WHAT THE TASK REQUIRES:
Output the entries verbatim, including every line.

+++ TASK INPUT

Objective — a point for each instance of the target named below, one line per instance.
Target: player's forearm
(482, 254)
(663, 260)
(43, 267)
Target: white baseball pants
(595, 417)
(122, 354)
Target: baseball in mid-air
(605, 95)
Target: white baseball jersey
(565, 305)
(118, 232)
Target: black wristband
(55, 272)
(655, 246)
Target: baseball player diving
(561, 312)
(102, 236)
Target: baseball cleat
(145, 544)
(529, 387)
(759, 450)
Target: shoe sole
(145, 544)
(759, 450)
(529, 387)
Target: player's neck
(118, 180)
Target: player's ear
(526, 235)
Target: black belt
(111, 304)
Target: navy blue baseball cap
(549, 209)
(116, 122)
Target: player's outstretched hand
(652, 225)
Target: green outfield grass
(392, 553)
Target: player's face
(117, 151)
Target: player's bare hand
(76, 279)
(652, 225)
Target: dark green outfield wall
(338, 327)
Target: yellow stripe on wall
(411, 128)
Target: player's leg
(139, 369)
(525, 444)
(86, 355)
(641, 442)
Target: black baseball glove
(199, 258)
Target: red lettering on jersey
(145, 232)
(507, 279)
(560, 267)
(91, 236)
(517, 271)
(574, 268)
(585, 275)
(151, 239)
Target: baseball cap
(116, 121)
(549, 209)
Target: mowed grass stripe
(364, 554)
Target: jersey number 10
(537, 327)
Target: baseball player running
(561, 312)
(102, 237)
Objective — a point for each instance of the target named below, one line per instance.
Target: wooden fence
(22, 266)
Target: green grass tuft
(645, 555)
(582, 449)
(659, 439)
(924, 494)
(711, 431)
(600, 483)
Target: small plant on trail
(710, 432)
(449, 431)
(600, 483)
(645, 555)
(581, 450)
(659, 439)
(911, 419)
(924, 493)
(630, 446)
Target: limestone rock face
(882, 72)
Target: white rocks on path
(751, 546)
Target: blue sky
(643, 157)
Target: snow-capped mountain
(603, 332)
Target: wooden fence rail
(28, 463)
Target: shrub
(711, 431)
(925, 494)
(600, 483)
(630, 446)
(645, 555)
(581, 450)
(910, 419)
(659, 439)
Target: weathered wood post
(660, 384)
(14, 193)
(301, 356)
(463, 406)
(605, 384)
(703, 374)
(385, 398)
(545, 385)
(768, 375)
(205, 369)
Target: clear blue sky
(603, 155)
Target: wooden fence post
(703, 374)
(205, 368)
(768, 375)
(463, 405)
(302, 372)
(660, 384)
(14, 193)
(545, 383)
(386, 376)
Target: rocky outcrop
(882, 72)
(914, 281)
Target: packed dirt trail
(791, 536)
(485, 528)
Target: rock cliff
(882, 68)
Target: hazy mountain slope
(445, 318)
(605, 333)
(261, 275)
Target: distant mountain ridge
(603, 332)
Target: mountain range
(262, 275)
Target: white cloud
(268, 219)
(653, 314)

++++++

SOLUTION BELOW:
Objective — a point for each instance of the target named below, one line per instance.
Target: player's forearm
(482, 254)
(663, 260)
(43, 267)
Target: white baseball pants
(595, 417)
(122, 354)
Target: baseball in mid-air
(605, 95)
Target: white baseball jersey
(565, 305)
(118, 232)
Target: black wristband
(55, 272)
(655, 246)
Target: baseball player diving
(561, 312)
(102, 236)
Target: baseball cleat
(145, 544)
(529, 387)
(759, 450)
Target: shoe sole
(145, 544)
(759, 450)
(529, 387)
Target: player's neck
(118, 180)
Target: player's ear
(526, 235)
Target: black belt
(111, 304)
Target: navy blue baseball cap
(549, 209)
(116, 122)
Target: player's outstretched hand
(652, 225)
Target: green outfield grass
(392, 553)
Target: player's face
(117, 151)
Target: player's bare hand
(76, 279)
(652, 225)
Target: dark green outfield wall
(338, 327)
Target: yellow stripe on wall
(411, 128)
Target: player's leg
(139, 369)
(525, 444)
(86, 355)
(641, 442)
Target: black baseball glove
(199, 258)
Target: red lettering on jersey
(145, 232)
(507, 279)
(560, 267)
(91, 236)
(517, 271)
(574, 268)
(585, 275)
(151, 239)
Target: baseball cap
(116, 121)
(549, 209)
Target: mowed grass stripe
(364, 554)
Target: jersey number 10
(537, 327)
Target: baseball player running
(561, 312)
(102, 237)
Objective — a point for each instance of the target named below, one line per instance.
Target: wooden fence
(22, 266)
Target: green grass tuft
(645, 555)
(582, 449)
(659, 439)
(924, 494)
(711, 431)
(600, 483)
Target: small plant on trail
(710, 432)
(449, 431)
(600, 483)
(645, 555)
(581, 450)
(659, 439)
(911, 419)
(924, 493)
(630, 446)
Target: limestone rock face
(882, 72)
Target: white rocks on path
(751, 546)
Target: blue sky
(643, 157)
Target: snow-capped mountain
(603, 332)
Target: wooden fence rail
(28, 463)
Target: shrub
(711, 431)
(925, 494)
(600, 483)
(630, 446)
(645, 555)
(581, 450)
(910, 419)
(659, 439)
Target: weathered wood post
(660, 384)
(14, 193)
(301, 356)
(463, 406)
(605, 384)
(703, 374)
(385, 398)
(545, 385)
(768, 375)
(205, 369)
Target: clear blue sky
(603, 155)
Target: wooden fence post
(703, 374)
(205, 368)
(768, 375)
(463, 405)
(302, 372)
(660, 384)
(14, 193)
(545, 383)
(386, 376)
Target: rocky outcrop
(882, 72)
(914, 281)
Target: packed dirt trail
(791, 536)
(485, 528)
Target: rock cliff
(882, 68)
Target: hazy mountain slope
(445, 318)
(605, 333)
(261, 275)
Target: distant mountain ridge
(603, 332)
Target: mountain range
(262, 275)
Target: white cloud
(268, 219)
(653, 314)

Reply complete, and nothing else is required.